A block of data:
========

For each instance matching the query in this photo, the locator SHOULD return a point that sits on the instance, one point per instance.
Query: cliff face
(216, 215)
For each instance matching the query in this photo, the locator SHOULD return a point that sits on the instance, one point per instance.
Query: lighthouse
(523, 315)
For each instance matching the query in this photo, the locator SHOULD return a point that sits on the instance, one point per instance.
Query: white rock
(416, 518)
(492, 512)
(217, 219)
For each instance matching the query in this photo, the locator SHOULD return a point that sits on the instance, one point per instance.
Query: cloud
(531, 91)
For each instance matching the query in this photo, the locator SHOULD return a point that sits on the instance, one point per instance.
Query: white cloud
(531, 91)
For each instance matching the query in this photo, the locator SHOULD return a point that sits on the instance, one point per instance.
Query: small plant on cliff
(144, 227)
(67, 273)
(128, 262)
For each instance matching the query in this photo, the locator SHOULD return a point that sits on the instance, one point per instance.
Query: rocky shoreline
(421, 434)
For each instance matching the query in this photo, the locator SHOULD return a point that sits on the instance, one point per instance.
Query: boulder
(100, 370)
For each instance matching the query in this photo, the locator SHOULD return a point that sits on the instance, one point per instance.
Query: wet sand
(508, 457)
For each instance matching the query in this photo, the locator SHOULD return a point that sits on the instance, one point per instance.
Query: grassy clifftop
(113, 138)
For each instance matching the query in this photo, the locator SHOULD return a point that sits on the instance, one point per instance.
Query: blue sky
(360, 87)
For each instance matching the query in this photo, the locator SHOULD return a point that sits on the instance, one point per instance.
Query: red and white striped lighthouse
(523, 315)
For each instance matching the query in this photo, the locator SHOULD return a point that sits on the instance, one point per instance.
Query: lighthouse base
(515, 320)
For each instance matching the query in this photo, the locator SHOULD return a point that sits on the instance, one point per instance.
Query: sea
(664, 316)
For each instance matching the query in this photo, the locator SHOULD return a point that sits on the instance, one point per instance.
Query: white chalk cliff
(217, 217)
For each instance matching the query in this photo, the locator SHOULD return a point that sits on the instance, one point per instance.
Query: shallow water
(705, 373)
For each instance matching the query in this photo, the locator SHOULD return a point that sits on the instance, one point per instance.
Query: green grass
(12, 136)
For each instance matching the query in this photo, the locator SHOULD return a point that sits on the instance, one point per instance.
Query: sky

========

** Exercise description **
Print the whole listing exactly as it is.

** Written solution **
For each instance matching the query in this photo, the locator SHOULD return a point that sits on the instance, one point per instance.
Query: cliff face
(216, 215)
For each instance matching the query in this photo, the locator SHOULD return a point that sits on the instance, one point per instance.
Query: lighthouse
(523, 315)
For each instance matching the query in this photo, the locator SHOULD return a point that sits on the instance, one point per instance.
Query: white rock
(416, 518)
(492, 512)
(217, 219)
For each instance matching the query in this photo, the locator SHOULD return a point that sits on the instance, one point per instance.
Query: cloud
(531, 91)
For each instance matching the query in this photo, the locator SHOULD return a point that sits on the instance, one point per instance.
Query: white cloud
(531, 91)
For each instance matching the query in this photo, the locator SHOULD return a point that sits on the instance, one point per instance.
Query: small plant on cliff
(144, 227)
(67, 273)
(128, 262)
For each instance matching the query in this photo, the locator SHOULD return a point that sits on the instance, one point per instance.
Query: rocky shoreline
(421, 434)
For each instance matching the query in this photo, the locator SHOULD return a point that sits on the instance, one point per instance.
Query: boulder
(100, 370)
For each instance matching the query in this photo, the locator SHOULD return a point that sits on the instance, one point per instance.
Query: wet sand
(508, 457)
For each instance matching the query in this photo, the locator SHOULD return a point that sits on the instance, one point per instance.
Query: grassy clifftop
(113, 138)
For each instance matching the query in this photo, the locator SHOULD return a point that sits on the instance, one point per instance.
Query: blue sky
(360, 87)
For each instance matching the query in this photo, the locator SHOULD return a point that sits on the instance, one point per instance.
Query: red and white striped lighthouse
(523, 315)
For each instance matching the query in this photo, the locator SHOULD return a point that sits on the instance, one point per instance.
Query: lighthouse base
(515, 320)
For each instance matching the query in this photo, the locator SHOULD return a point that sits on the instance, one point per instance.
Query: sea
(664, 316)
For each instance matching the query in this photo, the locator SHOULD return a point that sits on the instance, one point per instance.
Query: white chalk cliff
(217, 217)
For each instance matching the query in this photo, the locator SHOULD return a point that sits on the instance, one point per instance.
Query: shallow water
(705, 373)
For each instance matching the query in this photo, the locator SHOULD return a point that sits on the instance, one point per instance.
Query: green grass
(12, 136)
For each instance matching the query in this photo, the locator SHOULD return a point that sits on the instance, one point per instance.
Query: sky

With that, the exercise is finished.